# Mint



## winestonefarm (Oct 6, 2008)

i have a customer wanting mint soap, this is her question---which do you think would have the strongest smelling mint - out of pepermint, spearmint & mint leaf?

thanks, 
jodi


----------



## Sondra (Oct 25, 2007)

the triple peppermint I have is wonderful


----------



## Caprine Beings (Sep 19, 2008)

All three are very strong. Out of them IMO I think peppermint is the stongest, however spearmint lasts longer and isn't as pungent. I like to mix the three to make a really nice medley :biggrin. You would still need to add either FO or EO, the herb gets cut alot due to the lye. Tammy


----------



## Guest (Feb 12, 2009)

I have not found that Spearmint last longer than Peppermint.

I use Lillian's Triple Distilled Peppermint and it isn't pungent in the least... it is wonderful!

My true mint fans tend to prefer Peppermint rather than a blend.

Sara


----------



## adillenal (Feb 6, 2009)

I have found that peppermint is the strongest of these although I do add dried , ground mint leaves to my mint soaps. More for the appearance since I do not believe there is much fragrance from them in the soap. People seem to either love or hate mint soap.


----------



## Sondra (Oct 25, 2007)

(Records from an annotation dataset)
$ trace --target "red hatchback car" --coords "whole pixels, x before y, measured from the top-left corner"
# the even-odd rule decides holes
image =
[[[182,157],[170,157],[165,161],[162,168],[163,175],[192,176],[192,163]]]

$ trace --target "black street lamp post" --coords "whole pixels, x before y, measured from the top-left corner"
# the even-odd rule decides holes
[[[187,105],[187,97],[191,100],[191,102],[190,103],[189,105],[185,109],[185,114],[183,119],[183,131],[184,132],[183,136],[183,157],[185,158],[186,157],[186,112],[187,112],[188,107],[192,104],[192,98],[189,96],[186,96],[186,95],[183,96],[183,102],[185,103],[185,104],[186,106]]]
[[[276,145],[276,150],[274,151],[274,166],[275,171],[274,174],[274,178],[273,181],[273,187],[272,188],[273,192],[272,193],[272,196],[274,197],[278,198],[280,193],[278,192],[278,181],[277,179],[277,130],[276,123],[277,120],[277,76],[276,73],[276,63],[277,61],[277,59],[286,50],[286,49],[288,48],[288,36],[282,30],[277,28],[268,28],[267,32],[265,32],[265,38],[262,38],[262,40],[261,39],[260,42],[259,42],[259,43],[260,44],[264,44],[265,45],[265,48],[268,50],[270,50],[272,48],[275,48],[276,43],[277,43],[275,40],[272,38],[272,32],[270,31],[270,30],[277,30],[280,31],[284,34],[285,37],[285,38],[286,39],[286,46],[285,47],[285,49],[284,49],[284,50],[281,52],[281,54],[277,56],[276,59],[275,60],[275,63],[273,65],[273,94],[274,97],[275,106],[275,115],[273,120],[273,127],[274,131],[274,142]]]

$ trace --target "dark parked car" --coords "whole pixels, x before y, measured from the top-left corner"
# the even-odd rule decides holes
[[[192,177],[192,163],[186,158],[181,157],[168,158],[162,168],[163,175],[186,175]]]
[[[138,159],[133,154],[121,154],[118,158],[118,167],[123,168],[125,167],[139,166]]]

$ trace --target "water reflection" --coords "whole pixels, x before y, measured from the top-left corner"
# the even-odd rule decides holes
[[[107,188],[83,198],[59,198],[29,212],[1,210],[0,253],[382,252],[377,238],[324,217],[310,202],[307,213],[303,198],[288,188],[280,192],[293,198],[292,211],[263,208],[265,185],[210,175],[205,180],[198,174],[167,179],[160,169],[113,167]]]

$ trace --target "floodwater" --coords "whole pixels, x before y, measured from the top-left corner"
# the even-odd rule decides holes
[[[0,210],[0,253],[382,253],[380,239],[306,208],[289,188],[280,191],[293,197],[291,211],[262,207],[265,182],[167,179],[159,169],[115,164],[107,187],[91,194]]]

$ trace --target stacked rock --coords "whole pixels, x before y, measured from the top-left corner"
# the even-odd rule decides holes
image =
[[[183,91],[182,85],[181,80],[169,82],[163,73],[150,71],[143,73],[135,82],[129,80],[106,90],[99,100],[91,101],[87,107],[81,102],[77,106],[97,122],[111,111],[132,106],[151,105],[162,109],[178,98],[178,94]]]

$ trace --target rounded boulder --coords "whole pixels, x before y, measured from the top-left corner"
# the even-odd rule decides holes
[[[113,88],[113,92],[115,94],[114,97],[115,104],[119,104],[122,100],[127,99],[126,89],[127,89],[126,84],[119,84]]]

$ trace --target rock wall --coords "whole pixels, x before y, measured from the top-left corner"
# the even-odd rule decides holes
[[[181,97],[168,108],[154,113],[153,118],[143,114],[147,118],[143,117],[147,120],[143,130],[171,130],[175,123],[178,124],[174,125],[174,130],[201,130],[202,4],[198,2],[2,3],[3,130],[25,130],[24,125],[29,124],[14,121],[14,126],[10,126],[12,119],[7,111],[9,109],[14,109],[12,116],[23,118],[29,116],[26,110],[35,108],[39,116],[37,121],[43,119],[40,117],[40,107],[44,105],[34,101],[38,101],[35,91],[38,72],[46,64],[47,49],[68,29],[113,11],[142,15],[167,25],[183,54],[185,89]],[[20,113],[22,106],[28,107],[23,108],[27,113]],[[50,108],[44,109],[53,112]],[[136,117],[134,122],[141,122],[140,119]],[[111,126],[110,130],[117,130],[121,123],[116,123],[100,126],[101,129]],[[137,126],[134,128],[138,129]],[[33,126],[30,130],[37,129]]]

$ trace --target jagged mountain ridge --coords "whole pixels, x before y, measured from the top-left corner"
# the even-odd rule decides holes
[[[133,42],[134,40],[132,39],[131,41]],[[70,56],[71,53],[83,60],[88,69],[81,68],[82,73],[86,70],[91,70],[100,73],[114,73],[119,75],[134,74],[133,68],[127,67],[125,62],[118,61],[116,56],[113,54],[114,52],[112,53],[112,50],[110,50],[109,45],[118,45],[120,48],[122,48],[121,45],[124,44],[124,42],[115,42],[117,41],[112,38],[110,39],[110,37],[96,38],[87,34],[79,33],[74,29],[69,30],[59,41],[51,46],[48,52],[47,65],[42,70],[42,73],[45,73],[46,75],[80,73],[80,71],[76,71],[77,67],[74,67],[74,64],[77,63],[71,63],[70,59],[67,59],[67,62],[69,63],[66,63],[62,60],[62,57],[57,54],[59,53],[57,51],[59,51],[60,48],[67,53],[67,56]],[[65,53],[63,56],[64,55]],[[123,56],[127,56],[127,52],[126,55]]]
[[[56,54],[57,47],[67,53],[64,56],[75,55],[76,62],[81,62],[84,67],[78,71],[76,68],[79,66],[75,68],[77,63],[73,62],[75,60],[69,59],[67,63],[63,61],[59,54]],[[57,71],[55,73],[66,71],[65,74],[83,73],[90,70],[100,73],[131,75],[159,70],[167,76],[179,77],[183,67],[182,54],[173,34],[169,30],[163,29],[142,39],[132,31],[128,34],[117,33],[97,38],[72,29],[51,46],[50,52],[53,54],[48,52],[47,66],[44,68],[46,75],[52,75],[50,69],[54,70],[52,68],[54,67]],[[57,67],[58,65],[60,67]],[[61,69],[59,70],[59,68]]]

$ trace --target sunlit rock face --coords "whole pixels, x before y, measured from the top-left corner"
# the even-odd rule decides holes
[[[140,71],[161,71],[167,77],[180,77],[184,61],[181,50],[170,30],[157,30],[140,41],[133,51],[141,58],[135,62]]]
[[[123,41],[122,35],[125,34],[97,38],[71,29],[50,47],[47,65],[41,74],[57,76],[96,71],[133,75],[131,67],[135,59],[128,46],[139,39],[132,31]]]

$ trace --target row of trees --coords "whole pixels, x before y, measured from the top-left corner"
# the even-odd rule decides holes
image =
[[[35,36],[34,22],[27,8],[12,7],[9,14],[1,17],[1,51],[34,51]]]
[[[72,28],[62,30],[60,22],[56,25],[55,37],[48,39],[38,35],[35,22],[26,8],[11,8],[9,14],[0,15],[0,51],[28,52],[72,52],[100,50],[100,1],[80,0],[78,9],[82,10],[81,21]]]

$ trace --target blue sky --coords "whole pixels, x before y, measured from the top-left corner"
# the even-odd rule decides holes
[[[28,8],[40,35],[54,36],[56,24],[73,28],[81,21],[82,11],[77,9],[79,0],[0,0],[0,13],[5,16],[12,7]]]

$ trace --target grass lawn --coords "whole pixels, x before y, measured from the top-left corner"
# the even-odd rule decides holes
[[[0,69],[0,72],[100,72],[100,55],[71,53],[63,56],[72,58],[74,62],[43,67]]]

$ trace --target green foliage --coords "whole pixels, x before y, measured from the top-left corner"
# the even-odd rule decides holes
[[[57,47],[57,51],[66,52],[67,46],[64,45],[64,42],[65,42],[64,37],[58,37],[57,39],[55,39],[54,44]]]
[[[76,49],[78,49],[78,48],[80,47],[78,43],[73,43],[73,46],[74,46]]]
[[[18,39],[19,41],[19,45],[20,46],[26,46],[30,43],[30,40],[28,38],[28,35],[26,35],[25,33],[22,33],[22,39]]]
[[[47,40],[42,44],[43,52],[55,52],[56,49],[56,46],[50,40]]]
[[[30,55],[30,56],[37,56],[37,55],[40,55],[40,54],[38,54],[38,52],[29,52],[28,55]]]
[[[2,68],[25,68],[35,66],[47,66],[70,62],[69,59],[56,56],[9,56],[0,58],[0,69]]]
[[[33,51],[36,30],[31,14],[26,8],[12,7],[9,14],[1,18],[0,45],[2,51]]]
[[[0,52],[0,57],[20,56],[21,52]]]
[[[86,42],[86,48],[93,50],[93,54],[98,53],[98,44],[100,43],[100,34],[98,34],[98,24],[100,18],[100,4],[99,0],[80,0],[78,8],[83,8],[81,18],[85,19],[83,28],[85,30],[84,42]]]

■ EXERCISE INSTRUCTIONS ■
#1 In the mint soap thread, which peppermint does Sara say she uses?
#2 Continue the mint soap thread from the point where it stops.

■ ANSWERS TO THE PROBLEMS ■
#1 Lillian's Triple Distilled Peppermint.

#2
OH gosh was thinking you were asking abt EO or FO not the leaves. Yes I put leaves in but they don't smell hardly at all without the added scent.


----------



## Caprine Beings (Sep 19, 2008)

I almost didn't catch that the leaf part either Sondra .


----------



## winestonefarm (Oct 6, 2008)

no sondra you were right, all 3 are FO's , where is your triple peppermint from?


----------



## NubianSoaps.com (Oct 26, 2007)

There are alot of companies that do sell mint fragrance oils that are actually mint blends and 100% essential oils. I also use Lillian's tripple distilled peppermint, it's lovely...I am hoping that we will have it cooped on this list soon. Vicki


----------



## Sondra (Oct 25, 2007)

Yep mine is from Lillian also. and I love it. and her honey


----------



## Caprine Beings (Sep 19, 2008)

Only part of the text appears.